First, we showed that the proportion of forest cover around trails was associated with higher levels of risk and influenced both the visitor density (exposure) and the density of infected nymphs (hazard). These results align with previous research indicating that forested habitats are associated with the population exposure to
B. burgdorferi-infected ticks and high population incidence rates of Lyme disease cases compared to other habitat types (e.g., herbaceous and shrubby environments, agricultural areas, urban areas, or wetlands; [
16,
52]. Trails located in areas where forest cover was dominant were more popular, consistent with the hypothesis that visitors may be more attracted to undisturbed forest areas in parks [
53]. Also, infected nymphs were more abundant in areas where forest cover was dominant. This result is consistent with previous observations associating
I. scapularis density with proportion of forest cover at several geographic scales [
54]. However, in contrast to what was found in other studies performed at regional scales, we did not find a relationship between the DIN and forest fragmentation indicators or high human presence [
55‐
58]. At smaller spatial scales, some studies performed in parks found lower DON or DIN levels in park areas with higher public use [
30,
33]. In contrast, here, we did not observe a correlation between estimated DIN and trail use levels. We also found no relationship between DIN and indicators of the territory's accessibility such as distance to entrances, or indicators of forest habitat fragmentation such as edge and trail density or the size of the forest patches. It has been suggested that human disturbance of habitat may affect host presence and tick survival, and thus, that the lowest tick densities would be found in forested areas with the greatest current or past human presence [
30,
33]. The opposite thesis has also been put forward, that the main hosts of blacklegged ticks (white-footed mice, white-tailed deer) adapt well to disturbed habitats and thus may become dominant there at the expense of other wildlife species, which are more sensitive to habitat disturbances [
22]. Thus, since ticks would have more opportunity to encounter reproductive and reservoir hosts, their survival and reproduction, as well as the circulation of tick-borne pathogens, would be favored, resulting in a higher level of tick hazard [
22]. It appears that in our context, neither of these hypotheses apply. Overall, there is relatively low mammal biodiversity across the park, with mice and deer present and abundant in the majority of areas [
59]. The lack of relationship between DIN and fragmentation indicators therefore suggests that the main hosts, mice and deer, are not affected by fragmentation at this fine scale, and are present at sufficient abundances in a range of habitats throughout the park [
59]. However, we did observe a positive relationship between the proportion of forest cover and the DIN. This suggests that in this context, it is the presence of a habitat favorable to the survival of ticks when they are off-host, i.e. a forest floor where the abiotic conditions (temperature, relative humidity, presence of refuges under the leaf litter) necessary for their survival are present, that is the main determinant of their distribution here [
59].

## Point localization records

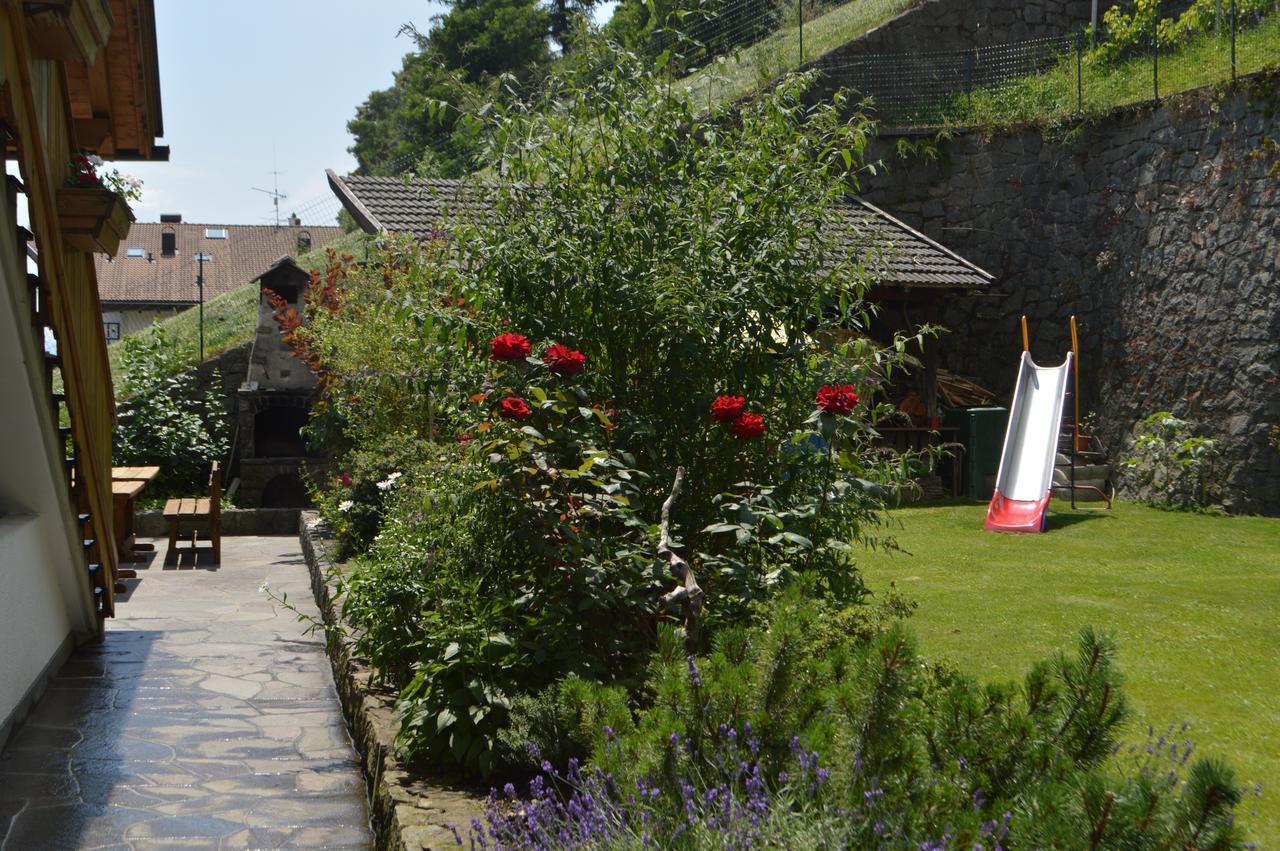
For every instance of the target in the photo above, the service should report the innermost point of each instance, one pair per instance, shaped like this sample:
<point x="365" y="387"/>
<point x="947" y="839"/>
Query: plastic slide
<point x="1023" y="485"/>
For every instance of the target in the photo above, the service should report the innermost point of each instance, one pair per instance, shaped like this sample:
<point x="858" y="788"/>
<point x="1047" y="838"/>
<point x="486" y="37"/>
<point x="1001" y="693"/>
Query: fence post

## Prompt
Decide whether each statement agrees with the discussion of forest cover and Lyme disease risk. For each one, answer yes or no and quote the words of the discussion that decide it.
1. Trails in areas where forest cover was dominant drew more visitors.
2. The authors observed a correlation between estimated DIN and trail use levels.
3. Mammal biodiversity across the park is relatively high.

## Solved exercise
1. Yes: "Trails located in areas where forest cover was dominant were more popular"
2. No: "In contrast, here, we did not observe a correlation between estimated DIN and trail use levels."
3. No: "Overall, there is relatively low mammal biodiversity across the park"